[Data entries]
>> start

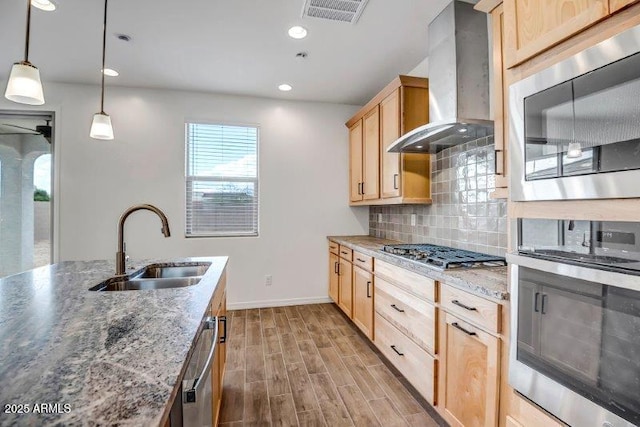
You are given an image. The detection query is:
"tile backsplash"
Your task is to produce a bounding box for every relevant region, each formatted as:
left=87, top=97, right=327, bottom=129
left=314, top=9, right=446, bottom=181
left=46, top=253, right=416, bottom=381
left=369, top=136, right=507, bottom=255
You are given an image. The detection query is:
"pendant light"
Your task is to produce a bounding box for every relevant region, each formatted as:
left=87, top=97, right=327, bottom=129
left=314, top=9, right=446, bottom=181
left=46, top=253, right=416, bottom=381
left=4, top=0, right=44, bottom=105
left=89, top=0, right=113, bottom=139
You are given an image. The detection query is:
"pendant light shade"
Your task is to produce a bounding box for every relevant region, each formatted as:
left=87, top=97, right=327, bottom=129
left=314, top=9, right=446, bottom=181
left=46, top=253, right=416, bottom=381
left=89, top=112, right=113, bottom=139
left=4, top=0, right=44, bottom=105
left=4, top=61, right=44, bottom=105
left=89, top=0, right=113, bottom=140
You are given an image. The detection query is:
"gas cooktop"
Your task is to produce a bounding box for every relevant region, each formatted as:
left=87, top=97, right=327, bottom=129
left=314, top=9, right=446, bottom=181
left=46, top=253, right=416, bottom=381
left=382, top=244, right=507, bottom=270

>> end

Reproduce all the lines from the first one down to the line containing "left=89, top=0, right=113, bottom=139", requests included, adding 70 to every bounding-box coordinate in the answers while leaving the requests and their sample coordinates unchanged. Omit the pictures.

You are given an image. The detection query is:
"tile backsplash"
Your task is to produce a bounding box for every relevant region, each formatted as:
left=87, top=97, right=327, bottom=129
left=314, top=9, right=446, bottom=181
left=46, top=253, right=416, bottom=381
left=439, top=206, right=577, bottom=325
You are given an image. The detection query is:
"pendant light"
Your task is to produce a bounding box for every relevant region, each formatted as:
left=87, top=97, right=327, bottom=129
left=314, top=9, right=446, bottom=181
left=46, top=253, right=416, bottom=381
left=74, top=70, right=114, bottom=175
left=159, top=70, right=183, bottom=209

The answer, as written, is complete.